## What you will do
Set down the entries below once more, precisely as they stand.

##############################

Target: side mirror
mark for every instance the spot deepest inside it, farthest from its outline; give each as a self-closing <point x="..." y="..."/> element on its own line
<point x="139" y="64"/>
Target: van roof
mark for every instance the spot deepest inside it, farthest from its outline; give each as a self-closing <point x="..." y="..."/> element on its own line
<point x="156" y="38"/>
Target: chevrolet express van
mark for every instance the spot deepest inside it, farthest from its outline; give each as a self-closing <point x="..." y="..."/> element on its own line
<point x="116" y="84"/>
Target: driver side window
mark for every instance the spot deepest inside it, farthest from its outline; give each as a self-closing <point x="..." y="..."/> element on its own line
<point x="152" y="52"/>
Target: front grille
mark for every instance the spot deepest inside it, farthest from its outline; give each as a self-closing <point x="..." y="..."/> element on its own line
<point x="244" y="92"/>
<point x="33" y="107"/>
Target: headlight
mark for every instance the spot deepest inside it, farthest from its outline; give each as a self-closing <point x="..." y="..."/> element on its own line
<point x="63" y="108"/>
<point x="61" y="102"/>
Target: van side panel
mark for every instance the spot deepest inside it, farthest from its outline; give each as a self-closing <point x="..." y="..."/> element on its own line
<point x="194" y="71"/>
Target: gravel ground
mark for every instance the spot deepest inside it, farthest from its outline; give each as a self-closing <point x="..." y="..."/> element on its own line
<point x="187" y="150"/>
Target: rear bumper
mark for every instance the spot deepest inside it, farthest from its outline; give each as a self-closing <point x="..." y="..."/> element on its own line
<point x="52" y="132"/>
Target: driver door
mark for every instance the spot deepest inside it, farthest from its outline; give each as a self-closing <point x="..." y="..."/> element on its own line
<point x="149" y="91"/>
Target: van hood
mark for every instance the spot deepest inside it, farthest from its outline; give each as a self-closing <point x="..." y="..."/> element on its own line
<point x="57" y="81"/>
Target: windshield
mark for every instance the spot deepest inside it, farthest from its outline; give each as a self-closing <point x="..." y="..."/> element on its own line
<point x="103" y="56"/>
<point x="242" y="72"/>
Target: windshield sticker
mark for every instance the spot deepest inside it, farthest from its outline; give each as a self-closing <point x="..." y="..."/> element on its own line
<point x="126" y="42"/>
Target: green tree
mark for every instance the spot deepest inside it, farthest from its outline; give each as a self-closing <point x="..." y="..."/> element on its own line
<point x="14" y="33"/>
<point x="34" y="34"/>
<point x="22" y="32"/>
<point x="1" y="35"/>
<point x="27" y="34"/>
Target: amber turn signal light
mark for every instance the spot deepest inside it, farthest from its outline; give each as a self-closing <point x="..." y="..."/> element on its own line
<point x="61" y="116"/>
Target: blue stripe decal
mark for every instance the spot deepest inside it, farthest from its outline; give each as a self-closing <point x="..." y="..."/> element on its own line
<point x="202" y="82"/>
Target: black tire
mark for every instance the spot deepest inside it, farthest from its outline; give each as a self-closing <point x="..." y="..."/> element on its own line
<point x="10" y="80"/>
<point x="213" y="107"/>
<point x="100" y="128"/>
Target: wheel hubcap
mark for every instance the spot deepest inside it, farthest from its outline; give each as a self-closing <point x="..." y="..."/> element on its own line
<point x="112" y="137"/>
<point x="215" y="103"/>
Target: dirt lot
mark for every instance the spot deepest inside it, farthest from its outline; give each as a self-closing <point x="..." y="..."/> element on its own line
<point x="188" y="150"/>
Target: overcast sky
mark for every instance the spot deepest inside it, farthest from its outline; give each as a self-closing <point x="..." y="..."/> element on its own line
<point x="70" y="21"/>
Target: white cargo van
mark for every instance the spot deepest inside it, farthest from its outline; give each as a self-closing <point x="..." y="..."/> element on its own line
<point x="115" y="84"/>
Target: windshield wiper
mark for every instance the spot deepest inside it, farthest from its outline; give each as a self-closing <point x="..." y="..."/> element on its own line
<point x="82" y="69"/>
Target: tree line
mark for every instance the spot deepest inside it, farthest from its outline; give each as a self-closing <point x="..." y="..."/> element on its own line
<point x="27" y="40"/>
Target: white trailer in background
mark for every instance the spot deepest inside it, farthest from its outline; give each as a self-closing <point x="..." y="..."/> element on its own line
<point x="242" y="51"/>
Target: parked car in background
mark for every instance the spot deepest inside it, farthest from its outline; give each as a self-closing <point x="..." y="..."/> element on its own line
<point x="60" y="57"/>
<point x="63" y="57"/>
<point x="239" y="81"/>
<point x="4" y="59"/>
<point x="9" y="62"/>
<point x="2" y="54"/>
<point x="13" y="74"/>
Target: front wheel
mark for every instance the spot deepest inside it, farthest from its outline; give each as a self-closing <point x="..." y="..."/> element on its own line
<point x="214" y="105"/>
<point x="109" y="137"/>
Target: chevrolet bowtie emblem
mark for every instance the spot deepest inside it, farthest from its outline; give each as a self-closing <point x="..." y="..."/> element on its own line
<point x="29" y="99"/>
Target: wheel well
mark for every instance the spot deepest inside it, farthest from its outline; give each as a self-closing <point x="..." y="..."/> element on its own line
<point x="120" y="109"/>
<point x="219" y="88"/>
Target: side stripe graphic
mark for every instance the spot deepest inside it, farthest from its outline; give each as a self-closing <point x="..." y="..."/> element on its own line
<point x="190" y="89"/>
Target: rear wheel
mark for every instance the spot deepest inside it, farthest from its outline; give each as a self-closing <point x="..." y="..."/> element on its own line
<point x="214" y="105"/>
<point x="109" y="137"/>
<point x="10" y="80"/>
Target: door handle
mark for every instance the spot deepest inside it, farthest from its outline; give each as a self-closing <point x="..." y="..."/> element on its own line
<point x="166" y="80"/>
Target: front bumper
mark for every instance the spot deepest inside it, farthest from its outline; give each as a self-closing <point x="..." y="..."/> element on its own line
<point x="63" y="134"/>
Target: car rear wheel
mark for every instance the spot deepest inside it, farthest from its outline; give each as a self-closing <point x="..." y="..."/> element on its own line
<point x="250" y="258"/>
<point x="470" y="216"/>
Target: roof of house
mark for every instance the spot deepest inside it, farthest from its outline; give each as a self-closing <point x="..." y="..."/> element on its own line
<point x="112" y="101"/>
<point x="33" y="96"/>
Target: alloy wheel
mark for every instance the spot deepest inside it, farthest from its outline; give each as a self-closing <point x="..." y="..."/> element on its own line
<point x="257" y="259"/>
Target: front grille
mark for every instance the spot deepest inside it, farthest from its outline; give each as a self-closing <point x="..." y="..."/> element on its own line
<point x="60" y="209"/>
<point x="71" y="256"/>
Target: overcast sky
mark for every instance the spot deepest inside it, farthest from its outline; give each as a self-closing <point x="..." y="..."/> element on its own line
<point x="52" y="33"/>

##############################

## Response area
Target: side mirror
mark for every instance the spot deepest inside it, farthest from its outline; give each as a self-closing <point x="..." y="..."/> element on its own line
<point x="139" y="64"/>
Target: van roof
mark for every instance the spot deepest inside it, farthest from its outline; give each as a self-closing <point x="..." y="..."/> element on its own line
<point x="156" y="38"/>
Target: chevrolet express van
mark for every instance the spot deepest inside it, farthest from its outline; give each as a self-closing <point x="..." y="..."/> element on its own line
<point x="116" y="84"/>
Target: driver side window
mark for every instance the spot deepest inside it, farthest from its outline; give each as a self-closing <point x="..." y="..."/> element on its own line
<point x="152" y="52"/>
Target: front grille
mark for every instance the spot deepest inside it, farthest from its outline; give each as a self-closing <point x="..." y="..."/> element on its own line
<point x="244" y="92"/>
<point x="33" y="107"/>
Target: headlight
mark for every instance the spot deepest inside it, farthest from its outline; give each as a self-closing <point x="..." y="..."/> element on its own line
<point x="63" y="108"/>
<point x="61" y="102"/>
Target: van side panel
mark for every instance the spot deepest inside it, farthest from its outline; give each as a self-closing <point x="..." y="..."/> element on its own line
<point x="194" y="71"/>
Target: gravel ground
mark for every instance the spot deepest inside it, farthest from its outline; give each as a self-closing <point x="..." y="..."/> element on its own line
<point x="187" y="150"/>
Target: rear bumper
mark for every instance the spot deepest inside it, farthest from its outline; give each as a self-closing <point x="..." y="..."/> element on its own line
<point x="52" y="132"/>
Target: driver door
mark for every instance the spot deepest inside it, farthest from its outline; give each as a self-closing <point x="..." y="..."/> element on its own line
<point x="149" y="91"/>
Target: van hood
mark for every instance the spot deepest inside it, farthest from its outline; give each as a self-closing <point x="..." y="..."/> element on its own line
<point x="57" y="81"/>
Target: windshield
mark for every instance the spot deepest inside it, farthest from its outline; give each as a self-closing <point x="..." y="..."/> element on its own line
<point x="103" y="56"/>
<point x="242" y="72"/>
Target: windshield sticker
mark for every instance the spot deepest inside it, farthest from its outline; give each as a self-closing <point x="..." y="..."/> element on its own line
<point x="126" y="42"/>
Target: green tree
mark for every instance the spot deepest inside it, farthest from its outline; give each as a self-closing <point x="..." y="..."/> element on its own line
<point x="14" y="33"/>
<point x="34" y="34"/>
<point x="22" y="32"/>
<point x="1" y="35"/>
<point x="27" y="34"/>
Target: amber turn signal light
mark for every instance the spot deepest inside it, farthest from its outline; give each as a self-closing <point x="..." y="..."/> element on its own line
<point x="61" y="116"/>
Target: blue stripe decal
mark for every instance the spot deepest inside it, farthest from its outline; give each as a self-closing <point x="..." y="..."/> element on its own line
<point x="202" y="82"/>
Target: black tire
mark for every instance the spot deepest inside it, farthest from its outline; give each as a self-closing <point x="..." y="..."/> element on its own line
<point x="10" y="80"/>
<point x="213" y="107"/>
<point x="100" y="128"/>
Target: wheel hubcap
mark for every instance the spot deepest inside it, farthest from its outline; give each as a self-closing <point x="..." y="..."/> element on its own line
<point x="112" y="137"/>
<point x="215" y="103"/>
Target: dirt lot
mark for every instance the spot deepest inside it, farthest from its outline; give each as a self-closing <point x="..." y="..."/> element on its own line
<point x="188" y="150"/>
Target: overcast sky
mark for every instance the spot deepest inside it, farthest from its outline; give each as a self-closing <point x="..." y="..."/> element on its own line
<point x="70" y="21"/>
Target: white cargo van
mark for every instance the spot deepest inside it, farthest from its outline; give each as a self-closing <point x="..." y="..."/> element on its own line
<point x="115" y="84"/>
Target: windshield wiper
mark for every instance the spot deepest inside it, farthest from its outline; give each as a self-closing <point x="..." y="..."/> element on its own line
<point x="82" y="69"/>
Target: tree line
mark for every instance the spot deepest inside it, farthest from its outline; give each as a self-closing <point x="..." y="..."/> element on its own line
<point x="27" y="40"/>
Target: white trailer in background
mark for every instance the spot deepest inside it, farthest from its outline; give each as a self-closing <point x="..." y="..."/> element on its own line
<point x="242" y="51"/>
Target: parked car in background
mark for every instance the spot deepest inside it, farthest from its outline; give each as a self-closing <point x="..." y="..."/> element on its own line
<point x="60" y="57"/>
<point x="63" y="57"/>
<point x="239" y="81"/>
<point x="4" y="59"/>
<point x="9" y="62"/>
<point x="2" y="54"/>
<point x="13" y="74"/>
Target: front wheel
mark for every instance the spot deepest inside it, farthest from its outline; give each as a self-closing <point x="..." y="..."/> element on its own line
<point x="214" y="105"/>
<point x="109" y="137"/>
Target: chevrolet bowtie emblem
mark for every instance the spot deepest inside it, farthest from its outline; give each as a self-closing <point x="..." y="..."/> element on its own line
<point x="29" y="99"/>
Target: wheel well
mark for every instance the spot deepest inside it, farthest from its outline; give each as a self-closing <point x="..." y="..."/> element on its own line
<point x="120" y="109"/>
<point x="219" y="88"/>
Target: side stripe graphic
mark for every instance the spot deepest inside it, farthest from its outline; give each as a self-closing <point x="..." y="..."/> element on its own line
<point x="190" y="89"/>
Target: rear wheel
mark for every instance the spot deepest inside it, farthest from its outline; give each as a self-closing <point x="..." y="..."/> element on its own line
<point x="214" y="105"/>
<point x="109" y="137"/>
<point x="10" y="80"/>
Target: door handle
mark for every instance the spot deepest inside it, farthest from its outline; give each as a self-closing <point x="..." y="..."/> element on its own line
<point x="166" y="80"/>
Target: front bumper
mark for every instance the spot deepest inside it, farthest from its outline; give each as a self-closing <point x="..." y="..."/> element on its own line
<point x="63" y="134"/>
Target: car rear wheel
mark for every instance the spot deepest inside it, farthest from its outline; give each as a self-closing <point x="..." y="..."/> element on its own line
<point x="250" y="258"/>
<point x="470" y="216"/>
Target: roof of house
mark for every instance the spot deepest inside it, farthest from its outline; give each as a self-closing <point x="..." y="..."/> element on its own line
<point x="112" y="101"/>
<point x="33" y="96"/>
Target: alloy wheel
mark for every instance the spot deepest inside it, farthest from its outline; give each as a self-closing <point x="..." y="..."/> element on its own line
<point x="257" y="259"/>
Target: front grille
mark for every instance the spot deepest inside it, farthest from its outline; give each as a self-closing <point x="..." y="..."/> element on its own line
<point x="60" y="209"/>
<point x="71" y="256"/>
Target: overcast sky
mark for every instance the spot deepest inside it, farthest from its outline; give each as a self-closing <point x="..." y="..."/> element on its own line
<point x="52" y="33"/>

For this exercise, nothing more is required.